DATA FOR THIS EXERCISE:
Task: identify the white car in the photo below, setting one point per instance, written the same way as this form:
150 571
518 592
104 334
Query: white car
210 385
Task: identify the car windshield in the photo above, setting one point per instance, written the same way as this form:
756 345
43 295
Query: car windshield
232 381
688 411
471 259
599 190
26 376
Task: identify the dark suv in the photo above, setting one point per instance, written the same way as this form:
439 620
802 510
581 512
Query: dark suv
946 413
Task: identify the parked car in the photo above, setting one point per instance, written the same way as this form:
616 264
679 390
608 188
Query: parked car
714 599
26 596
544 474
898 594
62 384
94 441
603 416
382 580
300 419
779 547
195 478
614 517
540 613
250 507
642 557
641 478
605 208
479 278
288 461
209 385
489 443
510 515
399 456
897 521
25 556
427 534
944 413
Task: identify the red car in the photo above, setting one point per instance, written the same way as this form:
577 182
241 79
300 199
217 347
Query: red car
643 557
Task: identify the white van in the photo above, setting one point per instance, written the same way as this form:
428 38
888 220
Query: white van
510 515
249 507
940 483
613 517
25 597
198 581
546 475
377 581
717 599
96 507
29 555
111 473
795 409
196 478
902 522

--

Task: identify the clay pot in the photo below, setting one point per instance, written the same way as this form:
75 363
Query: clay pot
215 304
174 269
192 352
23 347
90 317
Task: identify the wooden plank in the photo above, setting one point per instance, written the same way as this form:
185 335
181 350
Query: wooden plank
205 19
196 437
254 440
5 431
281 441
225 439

---

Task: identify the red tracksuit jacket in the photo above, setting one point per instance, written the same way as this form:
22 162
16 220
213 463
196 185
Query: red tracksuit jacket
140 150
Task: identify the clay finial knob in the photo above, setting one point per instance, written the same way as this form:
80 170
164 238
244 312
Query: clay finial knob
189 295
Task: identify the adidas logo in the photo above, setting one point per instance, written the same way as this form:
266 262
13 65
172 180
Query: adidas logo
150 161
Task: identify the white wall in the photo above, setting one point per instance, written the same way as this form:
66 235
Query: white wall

REQUIREMENT:
Edit the items from the line that has "Task: identify the adidas" through the line that has "Query: white wall". Write those lines again with each "setting" changed to "placing" and nothing else altered.

CORRECT ANSWER:
Task: identify the adidas logo in the photo above, placing one point per instance, written the same way as this form:
266 262
13 65
172 180
Query: adidas logo
150 161
Task: identify the white wall in the photo above, placing one point per instance, written the same way as this form:
66 235
Query: white wall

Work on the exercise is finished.